Go over the listing below line by line, and return each one holding the string "door".

** Opening Records for the task block **

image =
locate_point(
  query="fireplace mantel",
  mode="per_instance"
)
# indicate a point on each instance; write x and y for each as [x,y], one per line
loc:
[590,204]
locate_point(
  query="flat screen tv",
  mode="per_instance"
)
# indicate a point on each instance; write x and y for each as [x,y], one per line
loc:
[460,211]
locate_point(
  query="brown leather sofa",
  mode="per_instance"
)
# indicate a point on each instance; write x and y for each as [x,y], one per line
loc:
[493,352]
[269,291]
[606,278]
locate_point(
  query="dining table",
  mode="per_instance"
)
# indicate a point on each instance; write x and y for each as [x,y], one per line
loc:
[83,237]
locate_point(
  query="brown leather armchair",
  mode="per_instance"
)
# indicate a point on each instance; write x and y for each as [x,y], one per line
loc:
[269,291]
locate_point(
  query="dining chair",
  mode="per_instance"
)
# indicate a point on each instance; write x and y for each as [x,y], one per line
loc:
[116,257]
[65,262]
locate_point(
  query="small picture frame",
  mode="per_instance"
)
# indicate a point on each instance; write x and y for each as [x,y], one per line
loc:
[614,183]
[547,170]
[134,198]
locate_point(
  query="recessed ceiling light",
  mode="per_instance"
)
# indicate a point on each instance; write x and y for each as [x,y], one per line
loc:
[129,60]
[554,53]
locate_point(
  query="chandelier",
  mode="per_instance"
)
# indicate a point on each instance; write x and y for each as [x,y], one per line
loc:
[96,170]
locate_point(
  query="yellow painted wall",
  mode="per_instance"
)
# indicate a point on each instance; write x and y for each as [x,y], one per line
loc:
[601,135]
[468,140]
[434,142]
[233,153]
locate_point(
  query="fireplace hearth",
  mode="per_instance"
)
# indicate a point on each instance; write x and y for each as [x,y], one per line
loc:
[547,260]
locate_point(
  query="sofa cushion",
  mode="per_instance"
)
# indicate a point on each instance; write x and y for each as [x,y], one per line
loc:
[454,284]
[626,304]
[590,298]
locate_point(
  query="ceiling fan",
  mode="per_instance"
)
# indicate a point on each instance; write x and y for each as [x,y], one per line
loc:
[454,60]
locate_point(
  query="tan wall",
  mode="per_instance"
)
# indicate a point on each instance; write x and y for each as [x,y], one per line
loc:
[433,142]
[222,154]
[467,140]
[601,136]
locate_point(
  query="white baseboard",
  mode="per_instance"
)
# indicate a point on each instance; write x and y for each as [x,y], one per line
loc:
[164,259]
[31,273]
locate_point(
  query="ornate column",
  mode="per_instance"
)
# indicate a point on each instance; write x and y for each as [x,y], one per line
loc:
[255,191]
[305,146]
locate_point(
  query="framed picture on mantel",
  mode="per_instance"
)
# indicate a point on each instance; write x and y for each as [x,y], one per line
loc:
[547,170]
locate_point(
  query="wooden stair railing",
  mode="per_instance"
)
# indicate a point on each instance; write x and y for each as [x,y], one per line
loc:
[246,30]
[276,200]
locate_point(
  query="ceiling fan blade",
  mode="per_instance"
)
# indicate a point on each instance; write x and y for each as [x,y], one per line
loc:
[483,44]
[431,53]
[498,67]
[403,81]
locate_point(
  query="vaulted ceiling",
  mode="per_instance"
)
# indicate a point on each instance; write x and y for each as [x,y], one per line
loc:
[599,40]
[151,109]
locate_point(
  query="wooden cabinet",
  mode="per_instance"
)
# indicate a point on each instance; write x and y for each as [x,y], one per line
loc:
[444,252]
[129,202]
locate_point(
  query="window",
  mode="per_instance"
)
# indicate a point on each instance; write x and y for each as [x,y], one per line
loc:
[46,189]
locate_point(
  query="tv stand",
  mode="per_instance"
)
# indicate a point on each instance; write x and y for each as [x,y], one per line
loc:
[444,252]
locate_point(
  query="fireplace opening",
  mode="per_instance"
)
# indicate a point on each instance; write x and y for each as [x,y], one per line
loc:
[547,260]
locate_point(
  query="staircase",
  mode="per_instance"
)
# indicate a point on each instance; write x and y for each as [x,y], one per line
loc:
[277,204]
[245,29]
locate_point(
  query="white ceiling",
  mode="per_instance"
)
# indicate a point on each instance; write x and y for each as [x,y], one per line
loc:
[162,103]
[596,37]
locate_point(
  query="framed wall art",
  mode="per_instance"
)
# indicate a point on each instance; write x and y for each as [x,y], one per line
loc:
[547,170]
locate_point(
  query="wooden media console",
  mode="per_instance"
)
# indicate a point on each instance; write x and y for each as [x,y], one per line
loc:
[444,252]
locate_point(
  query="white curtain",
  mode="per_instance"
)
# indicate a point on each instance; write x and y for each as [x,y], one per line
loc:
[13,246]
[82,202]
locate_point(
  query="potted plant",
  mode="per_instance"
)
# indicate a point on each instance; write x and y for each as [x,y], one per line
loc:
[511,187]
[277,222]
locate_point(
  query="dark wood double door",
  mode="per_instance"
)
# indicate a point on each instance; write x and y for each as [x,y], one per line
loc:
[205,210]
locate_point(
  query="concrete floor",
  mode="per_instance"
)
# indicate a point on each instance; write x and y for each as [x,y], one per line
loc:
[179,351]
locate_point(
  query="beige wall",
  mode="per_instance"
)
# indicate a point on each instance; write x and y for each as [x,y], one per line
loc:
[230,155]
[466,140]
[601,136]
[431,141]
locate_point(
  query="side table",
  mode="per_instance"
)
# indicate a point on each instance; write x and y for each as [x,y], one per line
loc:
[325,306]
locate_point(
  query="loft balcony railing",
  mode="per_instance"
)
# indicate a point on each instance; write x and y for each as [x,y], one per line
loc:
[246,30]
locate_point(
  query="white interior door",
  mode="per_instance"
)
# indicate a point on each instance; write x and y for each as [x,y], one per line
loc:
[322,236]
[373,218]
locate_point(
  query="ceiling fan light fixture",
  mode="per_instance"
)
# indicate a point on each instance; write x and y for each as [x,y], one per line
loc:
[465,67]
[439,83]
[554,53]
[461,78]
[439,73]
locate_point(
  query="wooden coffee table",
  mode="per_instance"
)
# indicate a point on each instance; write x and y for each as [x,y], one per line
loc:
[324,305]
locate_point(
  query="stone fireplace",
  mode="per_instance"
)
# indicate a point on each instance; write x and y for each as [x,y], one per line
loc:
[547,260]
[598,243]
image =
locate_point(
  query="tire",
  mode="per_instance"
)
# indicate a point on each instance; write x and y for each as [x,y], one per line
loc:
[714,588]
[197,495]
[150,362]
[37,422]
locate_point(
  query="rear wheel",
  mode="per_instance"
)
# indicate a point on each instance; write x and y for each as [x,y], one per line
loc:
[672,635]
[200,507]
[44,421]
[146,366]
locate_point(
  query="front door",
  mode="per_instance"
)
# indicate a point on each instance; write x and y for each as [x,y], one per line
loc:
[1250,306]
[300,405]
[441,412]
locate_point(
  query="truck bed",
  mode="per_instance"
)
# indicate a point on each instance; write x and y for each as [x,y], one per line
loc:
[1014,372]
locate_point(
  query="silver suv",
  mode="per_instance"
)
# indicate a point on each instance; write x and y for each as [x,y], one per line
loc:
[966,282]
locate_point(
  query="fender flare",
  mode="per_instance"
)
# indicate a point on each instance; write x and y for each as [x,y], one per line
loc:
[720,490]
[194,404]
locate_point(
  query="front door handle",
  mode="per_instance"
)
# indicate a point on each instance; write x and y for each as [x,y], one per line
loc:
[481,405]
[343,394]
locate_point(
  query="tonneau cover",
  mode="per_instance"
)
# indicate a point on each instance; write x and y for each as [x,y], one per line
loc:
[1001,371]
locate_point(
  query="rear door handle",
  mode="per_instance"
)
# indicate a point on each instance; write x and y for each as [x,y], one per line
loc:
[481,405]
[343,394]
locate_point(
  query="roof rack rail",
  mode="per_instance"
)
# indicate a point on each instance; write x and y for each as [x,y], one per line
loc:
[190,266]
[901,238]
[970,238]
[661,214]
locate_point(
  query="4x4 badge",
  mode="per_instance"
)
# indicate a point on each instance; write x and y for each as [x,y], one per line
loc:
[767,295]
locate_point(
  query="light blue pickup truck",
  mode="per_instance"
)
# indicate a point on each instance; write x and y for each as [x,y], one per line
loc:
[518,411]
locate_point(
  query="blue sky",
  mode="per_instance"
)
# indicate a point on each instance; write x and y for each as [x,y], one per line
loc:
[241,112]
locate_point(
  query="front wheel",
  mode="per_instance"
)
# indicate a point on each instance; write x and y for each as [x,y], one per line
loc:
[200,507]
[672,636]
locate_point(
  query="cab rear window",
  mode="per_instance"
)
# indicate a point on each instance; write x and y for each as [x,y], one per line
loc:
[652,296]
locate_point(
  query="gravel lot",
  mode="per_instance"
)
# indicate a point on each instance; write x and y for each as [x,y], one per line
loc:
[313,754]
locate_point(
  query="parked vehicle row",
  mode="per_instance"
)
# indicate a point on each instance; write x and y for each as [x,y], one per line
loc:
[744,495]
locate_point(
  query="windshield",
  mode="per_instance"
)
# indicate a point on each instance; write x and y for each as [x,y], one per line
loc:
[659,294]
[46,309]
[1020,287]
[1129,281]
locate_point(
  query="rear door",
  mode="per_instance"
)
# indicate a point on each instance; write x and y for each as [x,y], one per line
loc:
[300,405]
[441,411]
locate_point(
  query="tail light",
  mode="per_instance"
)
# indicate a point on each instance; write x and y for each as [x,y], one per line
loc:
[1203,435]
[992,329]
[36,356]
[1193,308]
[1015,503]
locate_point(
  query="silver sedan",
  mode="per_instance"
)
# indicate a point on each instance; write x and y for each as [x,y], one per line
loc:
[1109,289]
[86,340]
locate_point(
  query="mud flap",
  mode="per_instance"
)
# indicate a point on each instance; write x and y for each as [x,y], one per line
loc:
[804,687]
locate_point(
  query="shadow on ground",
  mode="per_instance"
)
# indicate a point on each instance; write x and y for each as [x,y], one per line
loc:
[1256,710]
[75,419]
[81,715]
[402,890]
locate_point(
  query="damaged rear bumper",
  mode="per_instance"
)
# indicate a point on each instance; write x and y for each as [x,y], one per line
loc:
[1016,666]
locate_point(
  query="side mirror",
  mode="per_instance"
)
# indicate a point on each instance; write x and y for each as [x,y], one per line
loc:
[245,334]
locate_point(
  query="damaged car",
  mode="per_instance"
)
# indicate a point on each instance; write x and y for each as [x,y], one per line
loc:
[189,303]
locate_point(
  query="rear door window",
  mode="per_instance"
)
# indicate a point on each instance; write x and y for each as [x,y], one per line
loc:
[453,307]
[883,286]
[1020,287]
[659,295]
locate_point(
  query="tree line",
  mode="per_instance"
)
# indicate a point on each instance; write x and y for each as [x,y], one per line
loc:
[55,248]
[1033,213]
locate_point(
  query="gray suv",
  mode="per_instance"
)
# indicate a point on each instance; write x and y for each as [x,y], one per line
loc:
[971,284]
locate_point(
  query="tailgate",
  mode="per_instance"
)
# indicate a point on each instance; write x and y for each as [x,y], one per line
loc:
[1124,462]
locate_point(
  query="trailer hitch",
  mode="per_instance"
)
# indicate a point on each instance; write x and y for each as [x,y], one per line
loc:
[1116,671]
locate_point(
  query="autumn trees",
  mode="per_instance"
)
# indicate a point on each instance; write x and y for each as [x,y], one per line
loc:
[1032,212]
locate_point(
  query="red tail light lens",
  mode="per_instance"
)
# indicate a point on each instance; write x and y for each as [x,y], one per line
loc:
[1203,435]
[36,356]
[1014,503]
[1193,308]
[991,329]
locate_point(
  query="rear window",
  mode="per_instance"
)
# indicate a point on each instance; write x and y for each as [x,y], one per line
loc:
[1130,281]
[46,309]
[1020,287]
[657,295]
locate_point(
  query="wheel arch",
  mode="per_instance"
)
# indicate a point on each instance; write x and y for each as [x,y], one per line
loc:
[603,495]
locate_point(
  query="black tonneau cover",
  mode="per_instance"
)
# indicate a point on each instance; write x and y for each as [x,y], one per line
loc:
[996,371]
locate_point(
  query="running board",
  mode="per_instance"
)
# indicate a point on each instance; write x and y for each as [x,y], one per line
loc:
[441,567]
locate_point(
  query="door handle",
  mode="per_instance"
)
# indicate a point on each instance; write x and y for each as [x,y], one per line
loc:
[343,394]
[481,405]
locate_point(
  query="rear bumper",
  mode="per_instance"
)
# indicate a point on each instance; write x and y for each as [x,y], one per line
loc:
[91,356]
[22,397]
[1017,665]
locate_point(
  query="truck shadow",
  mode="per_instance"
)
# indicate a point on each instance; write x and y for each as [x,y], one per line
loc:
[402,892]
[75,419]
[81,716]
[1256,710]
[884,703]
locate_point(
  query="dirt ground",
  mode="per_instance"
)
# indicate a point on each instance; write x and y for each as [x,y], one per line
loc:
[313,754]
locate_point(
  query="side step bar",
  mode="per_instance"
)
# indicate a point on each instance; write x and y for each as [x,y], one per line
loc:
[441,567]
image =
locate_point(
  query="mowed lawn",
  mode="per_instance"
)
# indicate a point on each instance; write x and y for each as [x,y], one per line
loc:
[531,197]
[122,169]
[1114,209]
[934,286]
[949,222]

** Closing Records for the task block **

(Answer section)
  query="dark wood double door",
  query="white interior door",
  query="front door",
  query="front door handle",
  query="rear door handle",
  query="rear door",
  query="rear door window",
  query="door handle",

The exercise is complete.